▸ Aim
In the data that follows, find the line containing "Target = upper wood cabinet"; then quote that line and every line after it, exactly, through the last one.

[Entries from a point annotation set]

##########

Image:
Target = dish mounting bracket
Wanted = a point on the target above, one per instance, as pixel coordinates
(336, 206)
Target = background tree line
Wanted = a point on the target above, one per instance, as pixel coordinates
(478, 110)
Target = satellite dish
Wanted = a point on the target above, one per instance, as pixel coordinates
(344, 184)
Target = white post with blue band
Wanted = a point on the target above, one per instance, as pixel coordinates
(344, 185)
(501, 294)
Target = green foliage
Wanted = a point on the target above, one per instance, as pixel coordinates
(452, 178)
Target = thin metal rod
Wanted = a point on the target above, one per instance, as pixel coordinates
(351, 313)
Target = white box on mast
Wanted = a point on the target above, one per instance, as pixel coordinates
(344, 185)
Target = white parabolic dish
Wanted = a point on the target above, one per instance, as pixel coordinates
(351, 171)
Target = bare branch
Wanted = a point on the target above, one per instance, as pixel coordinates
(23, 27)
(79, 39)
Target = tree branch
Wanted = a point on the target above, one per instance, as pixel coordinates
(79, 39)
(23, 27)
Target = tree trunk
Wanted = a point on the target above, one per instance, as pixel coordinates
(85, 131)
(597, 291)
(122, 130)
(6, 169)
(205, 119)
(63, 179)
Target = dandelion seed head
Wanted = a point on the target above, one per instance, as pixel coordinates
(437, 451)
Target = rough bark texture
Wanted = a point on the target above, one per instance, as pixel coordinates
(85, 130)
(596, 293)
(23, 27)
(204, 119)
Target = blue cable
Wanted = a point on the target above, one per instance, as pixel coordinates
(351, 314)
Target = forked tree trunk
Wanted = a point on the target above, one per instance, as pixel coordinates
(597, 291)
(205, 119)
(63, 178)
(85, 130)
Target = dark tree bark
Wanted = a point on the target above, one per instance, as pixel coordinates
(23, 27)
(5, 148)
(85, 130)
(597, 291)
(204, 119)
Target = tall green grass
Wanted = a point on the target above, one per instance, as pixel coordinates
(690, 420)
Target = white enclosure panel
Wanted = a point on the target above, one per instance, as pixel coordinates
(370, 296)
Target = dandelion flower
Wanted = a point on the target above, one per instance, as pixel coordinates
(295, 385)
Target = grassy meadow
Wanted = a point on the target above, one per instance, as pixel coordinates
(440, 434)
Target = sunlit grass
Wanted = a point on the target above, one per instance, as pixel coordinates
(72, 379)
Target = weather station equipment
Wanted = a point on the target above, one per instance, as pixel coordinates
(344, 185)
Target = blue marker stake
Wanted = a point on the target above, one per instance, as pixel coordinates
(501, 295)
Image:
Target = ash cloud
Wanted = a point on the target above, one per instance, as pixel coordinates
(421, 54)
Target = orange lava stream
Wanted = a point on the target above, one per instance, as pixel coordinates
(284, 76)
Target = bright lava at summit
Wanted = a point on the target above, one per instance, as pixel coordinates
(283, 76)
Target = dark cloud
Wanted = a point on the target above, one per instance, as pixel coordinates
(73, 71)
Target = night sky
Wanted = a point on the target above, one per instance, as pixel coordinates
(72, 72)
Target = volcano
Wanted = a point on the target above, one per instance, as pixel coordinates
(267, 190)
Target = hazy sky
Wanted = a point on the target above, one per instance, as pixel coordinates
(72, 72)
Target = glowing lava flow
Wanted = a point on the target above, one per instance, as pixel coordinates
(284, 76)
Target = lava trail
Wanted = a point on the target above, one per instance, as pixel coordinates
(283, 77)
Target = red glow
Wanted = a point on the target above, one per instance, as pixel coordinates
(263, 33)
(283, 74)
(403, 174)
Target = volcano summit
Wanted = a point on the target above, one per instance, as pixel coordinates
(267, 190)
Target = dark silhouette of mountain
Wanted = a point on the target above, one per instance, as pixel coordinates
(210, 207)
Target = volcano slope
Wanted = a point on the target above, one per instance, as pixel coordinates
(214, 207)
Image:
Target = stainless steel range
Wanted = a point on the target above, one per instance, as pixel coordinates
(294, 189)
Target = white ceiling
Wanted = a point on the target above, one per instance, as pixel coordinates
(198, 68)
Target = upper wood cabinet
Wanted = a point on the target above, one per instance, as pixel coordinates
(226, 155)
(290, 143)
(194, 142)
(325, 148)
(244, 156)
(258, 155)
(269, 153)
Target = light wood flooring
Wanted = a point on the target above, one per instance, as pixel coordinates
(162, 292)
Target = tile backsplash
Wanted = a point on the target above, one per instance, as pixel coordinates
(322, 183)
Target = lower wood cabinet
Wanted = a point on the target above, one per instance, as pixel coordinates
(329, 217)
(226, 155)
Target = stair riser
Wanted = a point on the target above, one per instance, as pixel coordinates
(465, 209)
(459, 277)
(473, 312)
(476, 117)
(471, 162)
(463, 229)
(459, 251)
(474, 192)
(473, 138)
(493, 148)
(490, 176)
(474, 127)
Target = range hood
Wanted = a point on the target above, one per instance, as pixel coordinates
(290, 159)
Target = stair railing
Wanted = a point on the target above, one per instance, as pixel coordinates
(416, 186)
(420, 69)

##########

▸ Full response
Target = upper wood cabinet
Wanted = a point on the target above, one per instance, as pixel coordinates
(226, 155)
(290, 143)
(194, 142)
(325, 148)
(244, 156)
(258, 155)
(269, 153)
Target = light wood flooring
Wanted = a point on the target above, one per instance, as pixel coordinates
(162, 292)
Target = tile backsplash
Wanted = a point on the target above, one per instance, as pixel coordinates
(322, 183)
Target = lower wood cabinet
Wanted = a point on the target above, one per instance, as pixel coordinates
(329, 217)
(226, 155)
Target = stair riser
Wanted = a point on the target above, one per instance, as pixel coordinates
(465, 209)
(459, 277)
(473, 312)
(476, 117)
(471, 162)
(463, 229)
(459, 251)
(474, 192)
(473, 138)
(493, 148)
(490, 176)
(474, 127)
Target = range hood
Wanted = a point on the target above, one per instance, as pixel coordinates
(290, 159)
Target = stair railing
Wanted = a point on the target above, one per instance, as pixel coordinates
(416, 186)
(420, 69)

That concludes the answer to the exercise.